Although it is possible that, for example, emery grains can be rolled onto
a steel surface and adhere well, it is especially advantageous when the
fiber collecting groove is provided with a soft nickel plating before the
grains are rolled in, according to certain preferred embodiments of the
invention. For the purpose of the invention, in addition to the fiber
collecting groove, the fiber sliding surface and if required the entire
surface of the rotor cup is nickel-plated. This achieves on the one hand
the desired smoothness of the fiber sliding surface and on the other hand
an adequate protection against corrosion. The nickel plating is then
hardened by means of heat treatment after the hard particles have been
rolled in.
According to certain preferred embodiments, the fiber collecting groove is
provided with a further nickel plating after the hard particles have been
rolled in and after the hardening process. This further plating can be
worn off during operation of the spinning rotor, so that the hard
particles come to the surface. Remains of the second nickel plating remain
in the spaces between the particles, so that these adhere better and are
not so easily loosened from the surface.
It is favorable when the fiber sliding surface has a pitted surface. This
can be applied according to certain preferred embodiments in that the
hardened first nickel plating can be treated with a gritted roller. A
second plating may be applied over the first plating, which second plating
adapts to the gritted texture.

* [EXERCISES]
A) Reproduce the passage on nickel plating, starting at "It is favorable" and ending at "the gritted texture.".
B) Select every row below that contains the string "background", matching case exactly.

Coordinate labeling data
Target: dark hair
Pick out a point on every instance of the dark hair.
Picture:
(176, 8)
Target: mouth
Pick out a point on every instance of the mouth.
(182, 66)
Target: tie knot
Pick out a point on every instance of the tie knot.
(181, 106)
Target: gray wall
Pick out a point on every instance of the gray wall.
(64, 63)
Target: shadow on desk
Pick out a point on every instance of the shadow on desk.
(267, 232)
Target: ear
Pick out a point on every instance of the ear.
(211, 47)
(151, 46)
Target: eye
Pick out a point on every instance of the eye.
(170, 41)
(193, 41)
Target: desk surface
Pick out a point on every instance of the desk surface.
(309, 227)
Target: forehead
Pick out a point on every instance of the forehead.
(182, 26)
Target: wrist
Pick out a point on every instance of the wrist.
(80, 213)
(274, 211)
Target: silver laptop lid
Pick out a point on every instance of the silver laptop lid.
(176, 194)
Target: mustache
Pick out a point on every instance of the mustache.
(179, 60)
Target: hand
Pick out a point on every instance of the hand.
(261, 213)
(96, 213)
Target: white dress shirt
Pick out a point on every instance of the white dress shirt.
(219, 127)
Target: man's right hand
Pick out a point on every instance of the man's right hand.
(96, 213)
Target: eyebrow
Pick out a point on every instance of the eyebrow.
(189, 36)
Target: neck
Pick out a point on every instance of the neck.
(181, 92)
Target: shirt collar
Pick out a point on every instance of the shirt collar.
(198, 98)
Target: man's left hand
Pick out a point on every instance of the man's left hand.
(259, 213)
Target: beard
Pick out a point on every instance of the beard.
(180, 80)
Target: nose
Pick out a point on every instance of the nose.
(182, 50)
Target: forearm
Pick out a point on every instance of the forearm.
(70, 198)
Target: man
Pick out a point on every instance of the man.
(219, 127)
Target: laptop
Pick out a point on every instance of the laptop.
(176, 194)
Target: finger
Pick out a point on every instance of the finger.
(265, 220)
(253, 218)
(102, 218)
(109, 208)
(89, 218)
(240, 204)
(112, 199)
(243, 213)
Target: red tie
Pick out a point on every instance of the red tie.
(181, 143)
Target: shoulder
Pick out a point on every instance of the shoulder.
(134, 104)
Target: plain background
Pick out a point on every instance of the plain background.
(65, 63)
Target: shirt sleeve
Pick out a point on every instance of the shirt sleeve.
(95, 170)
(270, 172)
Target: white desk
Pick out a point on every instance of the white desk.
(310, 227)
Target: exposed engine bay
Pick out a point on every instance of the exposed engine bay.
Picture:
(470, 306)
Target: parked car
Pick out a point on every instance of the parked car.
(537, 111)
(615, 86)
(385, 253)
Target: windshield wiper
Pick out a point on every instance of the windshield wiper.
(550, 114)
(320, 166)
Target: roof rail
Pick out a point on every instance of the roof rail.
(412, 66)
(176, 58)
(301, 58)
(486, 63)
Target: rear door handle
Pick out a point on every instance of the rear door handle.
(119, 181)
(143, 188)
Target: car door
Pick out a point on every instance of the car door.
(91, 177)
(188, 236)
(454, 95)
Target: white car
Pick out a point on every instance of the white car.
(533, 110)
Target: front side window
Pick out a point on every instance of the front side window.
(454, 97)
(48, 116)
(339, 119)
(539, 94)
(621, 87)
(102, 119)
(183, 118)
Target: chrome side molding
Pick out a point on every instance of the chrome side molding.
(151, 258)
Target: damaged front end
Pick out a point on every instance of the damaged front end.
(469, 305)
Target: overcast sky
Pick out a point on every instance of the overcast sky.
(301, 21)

* [EXERCISE ANSWERS]
A)
It is favorable when the fiber sliding surface has a pitted surface. This
can be applied according to certain preferred embodiments in that the
hardened first nickel plating can be treated with a gritted roller. A
second plating may be applied over the first plating, which second plating
adapts to the gritted texture.

B)
Target: plain background
Pick out a point on every instance of the plain background.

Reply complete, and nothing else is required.